Segment Open

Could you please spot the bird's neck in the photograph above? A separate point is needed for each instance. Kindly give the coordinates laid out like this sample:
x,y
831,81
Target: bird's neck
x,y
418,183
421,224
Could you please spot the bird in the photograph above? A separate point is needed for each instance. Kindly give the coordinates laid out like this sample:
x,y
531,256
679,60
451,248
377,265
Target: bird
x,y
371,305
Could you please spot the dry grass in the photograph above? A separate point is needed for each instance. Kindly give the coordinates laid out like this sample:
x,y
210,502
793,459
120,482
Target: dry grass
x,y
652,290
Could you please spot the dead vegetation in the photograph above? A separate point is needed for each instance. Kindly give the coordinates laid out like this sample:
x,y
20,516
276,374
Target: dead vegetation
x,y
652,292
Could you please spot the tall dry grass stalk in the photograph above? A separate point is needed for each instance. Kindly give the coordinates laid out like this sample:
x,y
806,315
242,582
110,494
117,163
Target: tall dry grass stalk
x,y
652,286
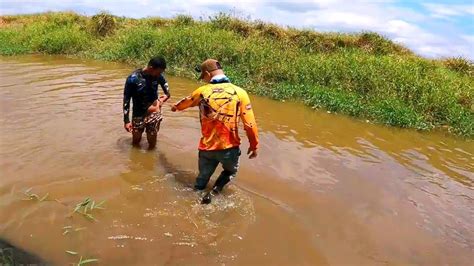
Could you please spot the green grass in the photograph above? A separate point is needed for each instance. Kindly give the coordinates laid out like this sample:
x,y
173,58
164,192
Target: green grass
x,y
363,75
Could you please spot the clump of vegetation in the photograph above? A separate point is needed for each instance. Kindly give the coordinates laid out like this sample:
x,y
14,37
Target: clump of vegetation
x,y
460,65
364,74
85,208
33,196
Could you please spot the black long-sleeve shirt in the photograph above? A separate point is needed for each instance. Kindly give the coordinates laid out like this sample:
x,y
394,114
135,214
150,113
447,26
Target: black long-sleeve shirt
x,y
142,89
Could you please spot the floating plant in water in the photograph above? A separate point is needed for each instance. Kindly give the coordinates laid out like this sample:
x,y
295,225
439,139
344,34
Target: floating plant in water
x,y
81,260
33,196
68,229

Segment Closed

## What is required
Show every line of the listing in which the string "each" can be found.

## Exercise result
Could you please spot the bird's neck in the photograph above? A separate point is needed for each instance. Kindly give the coordinates laid out like this sample:
Could you please spot the bird in the photograph above? A separate point is needed for each instance. Kindly give the coordinates laid out like this sample:
Could you please spot the dry grass in the photograph above? A separate point is needed for each instance. Kindly give the coordinates laid out like this sample:
Could you please spot the dead vegetation in the photograph above? A separate point is needed for each instance. Kindly give the coordinates laid out like this sample:
Could you please spot the tall dry grass stalk in the photograph above? A separate point is needed for each instance. Kindly give the coordinates laid out like this sample:
Could you please spot the green grass in the photograph above? A separate point is needed for each instance. Kindly give the coordinates laid out like this sample:
Could you please spot the clump of vegetation in the photograph above? A separate point is needed for each instance. Kindly give the coordinates laid out like this sample:
Could you please spot the black long-sleeve shirt in the photograph above? A separate point is needed for each instance. Kindly give the coordinates laid out like this sample:
Could you please spot the floating plant in water in the photograph above? A separate point is needed for each instance. Kindly give the coordinates laid out like this sample:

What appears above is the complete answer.